Top of Extracted records
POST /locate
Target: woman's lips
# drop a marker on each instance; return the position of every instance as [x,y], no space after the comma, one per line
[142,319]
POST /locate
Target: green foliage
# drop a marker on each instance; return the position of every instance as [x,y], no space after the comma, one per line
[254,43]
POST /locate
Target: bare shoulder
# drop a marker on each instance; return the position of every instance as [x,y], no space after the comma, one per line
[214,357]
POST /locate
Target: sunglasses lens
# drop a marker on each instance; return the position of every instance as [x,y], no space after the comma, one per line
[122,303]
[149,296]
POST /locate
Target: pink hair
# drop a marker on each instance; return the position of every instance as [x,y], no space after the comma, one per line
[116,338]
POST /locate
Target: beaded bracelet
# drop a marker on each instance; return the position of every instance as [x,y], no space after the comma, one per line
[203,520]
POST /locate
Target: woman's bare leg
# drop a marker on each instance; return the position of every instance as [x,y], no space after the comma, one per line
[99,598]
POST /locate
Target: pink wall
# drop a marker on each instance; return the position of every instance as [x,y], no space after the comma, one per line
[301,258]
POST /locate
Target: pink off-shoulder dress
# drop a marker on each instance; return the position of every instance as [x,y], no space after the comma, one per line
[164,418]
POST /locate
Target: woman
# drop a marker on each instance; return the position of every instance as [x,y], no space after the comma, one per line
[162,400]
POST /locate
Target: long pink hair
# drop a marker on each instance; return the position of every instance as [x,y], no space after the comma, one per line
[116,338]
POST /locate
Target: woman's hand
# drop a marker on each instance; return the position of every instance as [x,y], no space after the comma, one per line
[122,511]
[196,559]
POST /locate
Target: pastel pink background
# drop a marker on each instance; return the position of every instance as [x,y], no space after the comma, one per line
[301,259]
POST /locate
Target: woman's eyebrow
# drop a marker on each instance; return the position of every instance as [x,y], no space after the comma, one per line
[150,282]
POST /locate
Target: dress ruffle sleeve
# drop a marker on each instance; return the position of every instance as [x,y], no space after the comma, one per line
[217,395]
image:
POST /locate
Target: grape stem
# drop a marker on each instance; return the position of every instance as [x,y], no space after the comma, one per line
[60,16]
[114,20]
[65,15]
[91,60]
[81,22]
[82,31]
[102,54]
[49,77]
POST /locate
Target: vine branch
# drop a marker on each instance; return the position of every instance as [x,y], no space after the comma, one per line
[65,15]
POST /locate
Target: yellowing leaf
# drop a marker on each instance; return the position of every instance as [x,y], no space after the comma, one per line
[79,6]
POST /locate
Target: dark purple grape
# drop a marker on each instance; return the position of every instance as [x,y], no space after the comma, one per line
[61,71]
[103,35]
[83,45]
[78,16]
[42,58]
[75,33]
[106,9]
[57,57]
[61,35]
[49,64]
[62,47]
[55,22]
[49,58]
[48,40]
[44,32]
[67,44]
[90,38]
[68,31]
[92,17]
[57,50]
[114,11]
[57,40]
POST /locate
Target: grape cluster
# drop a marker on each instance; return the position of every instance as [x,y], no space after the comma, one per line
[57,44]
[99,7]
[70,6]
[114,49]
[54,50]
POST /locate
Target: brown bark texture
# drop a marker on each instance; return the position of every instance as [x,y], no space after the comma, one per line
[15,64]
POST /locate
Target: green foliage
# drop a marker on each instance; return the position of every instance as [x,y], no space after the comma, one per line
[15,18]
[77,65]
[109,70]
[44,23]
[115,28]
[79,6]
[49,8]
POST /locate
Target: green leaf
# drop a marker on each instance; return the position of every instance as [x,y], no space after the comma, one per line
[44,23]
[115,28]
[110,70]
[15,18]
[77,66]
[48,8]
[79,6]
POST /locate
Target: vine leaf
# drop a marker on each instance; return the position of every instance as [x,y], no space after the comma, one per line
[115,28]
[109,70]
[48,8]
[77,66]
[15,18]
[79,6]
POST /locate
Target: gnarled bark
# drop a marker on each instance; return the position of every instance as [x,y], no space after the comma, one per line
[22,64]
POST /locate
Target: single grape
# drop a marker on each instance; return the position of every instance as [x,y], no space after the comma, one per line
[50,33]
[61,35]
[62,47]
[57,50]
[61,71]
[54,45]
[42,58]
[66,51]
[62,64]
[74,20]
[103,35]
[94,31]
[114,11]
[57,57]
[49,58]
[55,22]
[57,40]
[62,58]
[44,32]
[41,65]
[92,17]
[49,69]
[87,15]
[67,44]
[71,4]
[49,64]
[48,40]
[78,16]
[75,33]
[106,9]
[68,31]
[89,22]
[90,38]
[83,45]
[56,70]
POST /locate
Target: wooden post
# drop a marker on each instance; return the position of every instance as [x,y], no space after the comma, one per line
Bottom of Extracted records
Top of Extracted records
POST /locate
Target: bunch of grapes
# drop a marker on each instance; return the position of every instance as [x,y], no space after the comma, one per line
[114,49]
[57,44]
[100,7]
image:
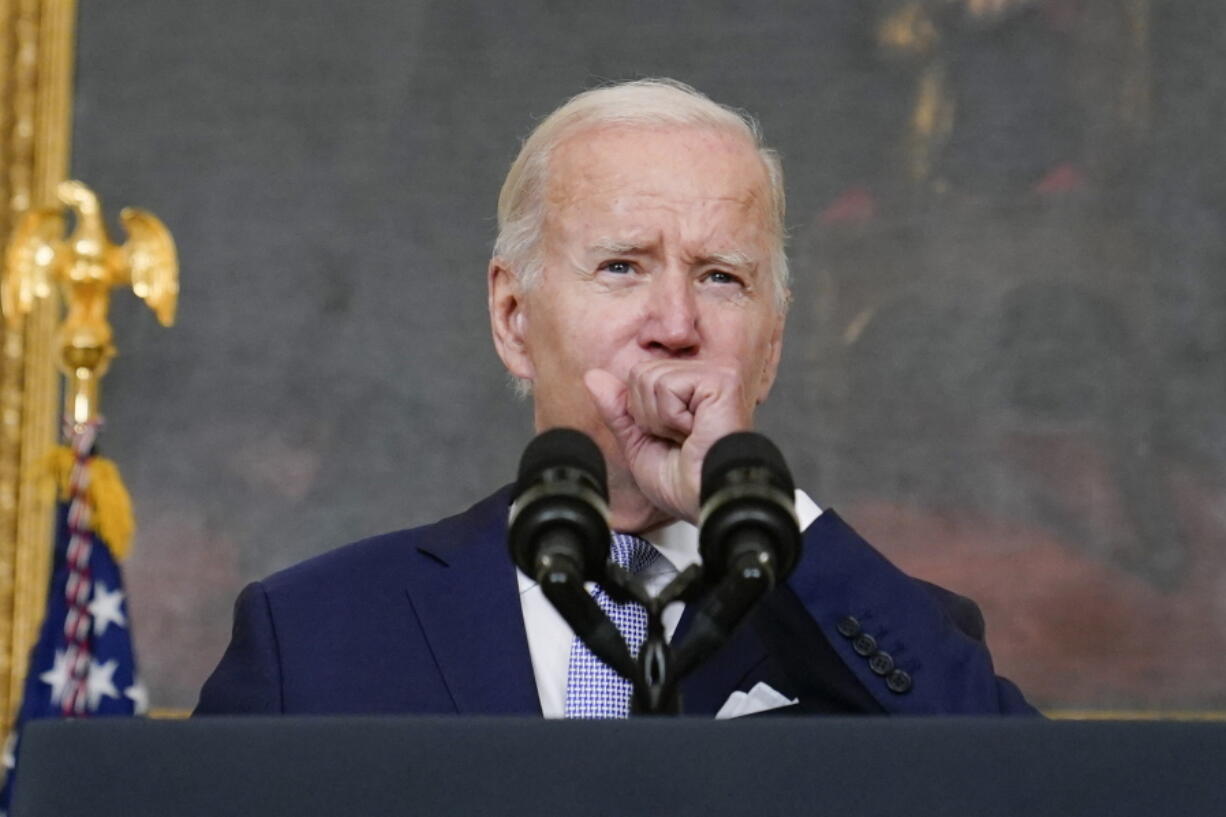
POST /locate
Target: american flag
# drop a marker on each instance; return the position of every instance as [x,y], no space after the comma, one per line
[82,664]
Bottom of Extracted records
Top of Extracted records
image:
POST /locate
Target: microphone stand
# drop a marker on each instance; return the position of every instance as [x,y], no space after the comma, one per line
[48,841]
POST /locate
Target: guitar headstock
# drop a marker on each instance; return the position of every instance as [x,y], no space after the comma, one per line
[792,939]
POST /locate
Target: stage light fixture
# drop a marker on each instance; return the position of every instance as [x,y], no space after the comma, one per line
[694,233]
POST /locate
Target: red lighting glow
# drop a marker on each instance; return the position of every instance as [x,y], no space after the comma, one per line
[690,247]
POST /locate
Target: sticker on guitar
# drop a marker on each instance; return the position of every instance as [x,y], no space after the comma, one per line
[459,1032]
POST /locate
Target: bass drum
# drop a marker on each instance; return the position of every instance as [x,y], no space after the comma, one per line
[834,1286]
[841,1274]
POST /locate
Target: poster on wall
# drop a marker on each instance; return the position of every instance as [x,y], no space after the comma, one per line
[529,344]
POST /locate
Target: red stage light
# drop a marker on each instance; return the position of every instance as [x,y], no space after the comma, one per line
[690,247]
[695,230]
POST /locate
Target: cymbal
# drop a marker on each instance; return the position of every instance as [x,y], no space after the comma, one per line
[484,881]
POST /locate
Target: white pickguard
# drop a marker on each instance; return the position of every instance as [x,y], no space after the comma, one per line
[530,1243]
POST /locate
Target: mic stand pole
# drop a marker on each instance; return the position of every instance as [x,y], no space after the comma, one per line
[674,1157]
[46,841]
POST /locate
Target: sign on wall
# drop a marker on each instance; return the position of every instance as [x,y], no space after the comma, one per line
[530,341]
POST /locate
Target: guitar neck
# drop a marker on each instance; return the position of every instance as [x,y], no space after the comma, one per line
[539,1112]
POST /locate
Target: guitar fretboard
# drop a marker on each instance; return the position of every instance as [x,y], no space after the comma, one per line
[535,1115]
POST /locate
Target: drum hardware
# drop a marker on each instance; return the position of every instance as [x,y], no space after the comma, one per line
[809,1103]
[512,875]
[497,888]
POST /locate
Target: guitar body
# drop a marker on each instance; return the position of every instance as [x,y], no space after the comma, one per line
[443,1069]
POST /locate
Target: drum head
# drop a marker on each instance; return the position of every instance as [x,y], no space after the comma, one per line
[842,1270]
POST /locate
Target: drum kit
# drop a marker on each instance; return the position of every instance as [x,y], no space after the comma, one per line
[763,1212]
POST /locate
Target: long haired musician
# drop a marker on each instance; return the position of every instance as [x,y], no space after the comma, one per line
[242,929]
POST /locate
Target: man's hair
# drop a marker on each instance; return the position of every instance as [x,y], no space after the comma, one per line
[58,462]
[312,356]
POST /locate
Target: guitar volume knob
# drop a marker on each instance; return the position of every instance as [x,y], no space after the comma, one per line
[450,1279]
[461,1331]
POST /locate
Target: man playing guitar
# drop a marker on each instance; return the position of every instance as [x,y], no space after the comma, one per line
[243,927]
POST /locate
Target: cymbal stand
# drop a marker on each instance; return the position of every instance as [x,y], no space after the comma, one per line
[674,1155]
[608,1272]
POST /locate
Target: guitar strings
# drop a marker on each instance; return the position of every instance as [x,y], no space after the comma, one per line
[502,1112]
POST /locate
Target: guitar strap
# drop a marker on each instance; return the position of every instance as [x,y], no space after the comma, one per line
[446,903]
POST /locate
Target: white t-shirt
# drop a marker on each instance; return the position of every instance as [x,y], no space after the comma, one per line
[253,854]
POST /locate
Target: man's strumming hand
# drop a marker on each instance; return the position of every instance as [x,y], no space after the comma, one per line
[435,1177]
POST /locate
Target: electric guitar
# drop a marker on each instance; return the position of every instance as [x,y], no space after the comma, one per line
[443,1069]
Bottom of Extracted records
**What the task asks**.
Look through the entries above; copy each line where the string "woman" appears.

**Task response**.
Target: woman's lips
Target: woman's bare leg
Target: woman
Target: woman's hand
Target: woman's eyebrow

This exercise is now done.